(Records contained in a dataset)
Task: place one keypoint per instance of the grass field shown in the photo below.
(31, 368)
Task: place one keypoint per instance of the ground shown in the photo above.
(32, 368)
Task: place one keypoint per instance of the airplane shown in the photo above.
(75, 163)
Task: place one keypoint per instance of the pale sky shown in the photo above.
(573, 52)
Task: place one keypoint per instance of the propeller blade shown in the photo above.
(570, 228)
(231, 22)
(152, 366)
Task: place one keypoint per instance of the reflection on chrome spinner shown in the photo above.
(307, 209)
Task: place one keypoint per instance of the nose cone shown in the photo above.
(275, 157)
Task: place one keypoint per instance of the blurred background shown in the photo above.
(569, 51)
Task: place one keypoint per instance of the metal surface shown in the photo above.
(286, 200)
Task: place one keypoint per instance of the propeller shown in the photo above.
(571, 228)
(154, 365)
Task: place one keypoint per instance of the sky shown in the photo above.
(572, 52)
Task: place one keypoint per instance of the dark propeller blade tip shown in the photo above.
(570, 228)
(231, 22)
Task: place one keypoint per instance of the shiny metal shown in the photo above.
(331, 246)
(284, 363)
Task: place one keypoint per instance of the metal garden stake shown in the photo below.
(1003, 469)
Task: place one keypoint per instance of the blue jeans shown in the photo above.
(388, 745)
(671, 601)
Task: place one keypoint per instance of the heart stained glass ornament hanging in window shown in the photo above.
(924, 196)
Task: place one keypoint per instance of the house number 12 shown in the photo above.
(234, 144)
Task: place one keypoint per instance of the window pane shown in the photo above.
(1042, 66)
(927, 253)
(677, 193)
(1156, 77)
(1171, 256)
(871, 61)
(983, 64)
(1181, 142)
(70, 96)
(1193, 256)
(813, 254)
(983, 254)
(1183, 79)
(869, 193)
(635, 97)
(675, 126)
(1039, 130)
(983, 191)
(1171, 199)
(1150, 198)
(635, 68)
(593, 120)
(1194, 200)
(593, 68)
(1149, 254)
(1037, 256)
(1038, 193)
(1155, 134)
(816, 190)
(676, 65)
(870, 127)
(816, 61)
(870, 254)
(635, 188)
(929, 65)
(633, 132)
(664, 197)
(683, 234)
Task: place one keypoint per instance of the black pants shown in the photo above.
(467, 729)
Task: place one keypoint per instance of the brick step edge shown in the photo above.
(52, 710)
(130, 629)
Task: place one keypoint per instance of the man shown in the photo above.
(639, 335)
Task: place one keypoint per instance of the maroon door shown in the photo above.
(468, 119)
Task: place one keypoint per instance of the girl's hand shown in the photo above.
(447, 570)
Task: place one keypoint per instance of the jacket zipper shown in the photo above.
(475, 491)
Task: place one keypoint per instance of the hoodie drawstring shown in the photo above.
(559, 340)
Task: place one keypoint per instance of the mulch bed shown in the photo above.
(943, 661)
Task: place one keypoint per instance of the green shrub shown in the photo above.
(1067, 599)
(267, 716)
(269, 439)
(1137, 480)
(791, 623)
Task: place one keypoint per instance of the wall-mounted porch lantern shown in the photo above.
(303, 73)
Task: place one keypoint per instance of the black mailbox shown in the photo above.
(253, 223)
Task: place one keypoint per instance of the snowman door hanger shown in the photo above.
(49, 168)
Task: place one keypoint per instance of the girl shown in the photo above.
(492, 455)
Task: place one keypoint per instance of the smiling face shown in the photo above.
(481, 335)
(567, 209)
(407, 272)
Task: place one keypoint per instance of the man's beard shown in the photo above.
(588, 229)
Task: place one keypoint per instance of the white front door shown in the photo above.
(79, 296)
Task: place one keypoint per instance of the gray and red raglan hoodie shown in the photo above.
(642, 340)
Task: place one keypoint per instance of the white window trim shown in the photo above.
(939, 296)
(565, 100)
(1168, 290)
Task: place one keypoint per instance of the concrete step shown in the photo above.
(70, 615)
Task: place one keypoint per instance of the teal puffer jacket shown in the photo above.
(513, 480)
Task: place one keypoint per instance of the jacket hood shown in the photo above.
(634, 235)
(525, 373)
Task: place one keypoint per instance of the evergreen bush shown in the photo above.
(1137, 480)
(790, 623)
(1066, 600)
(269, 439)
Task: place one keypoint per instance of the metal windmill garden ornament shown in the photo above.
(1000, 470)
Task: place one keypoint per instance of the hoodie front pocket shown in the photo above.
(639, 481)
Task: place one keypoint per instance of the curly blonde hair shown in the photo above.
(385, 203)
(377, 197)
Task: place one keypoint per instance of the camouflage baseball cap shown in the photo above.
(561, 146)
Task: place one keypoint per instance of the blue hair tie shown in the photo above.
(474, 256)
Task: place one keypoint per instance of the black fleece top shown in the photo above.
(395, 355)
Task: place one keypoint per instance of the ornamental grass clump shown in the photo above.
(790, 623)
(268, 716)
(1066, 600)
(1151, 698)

• _Directions for this task_: Locate "Task: place one keypoint per instance of the curly" in the material, then quote the line that contains it and all lines after it through the final one.

• _Task output_:
Task: place one keypoint per instance of the curly blonde hair shown in the photo above.
(385, 203)
(377, 197)
Task: place one keypoint per instance of the camouflage baseball cap shown in the photo above.
(561, 146)
Task: place one keypoint per instance of the blue hair tie shown in the photo above.
(474, 256)
Task: place one keypoint per instance of the black fleece top shown in the photo above.
(395, 355)
Task: place one keypoint per instance of the ornamental grass clump shown in the photo above.
(790, 623)
(268, 716)
(1066, 600)
(1151, 698)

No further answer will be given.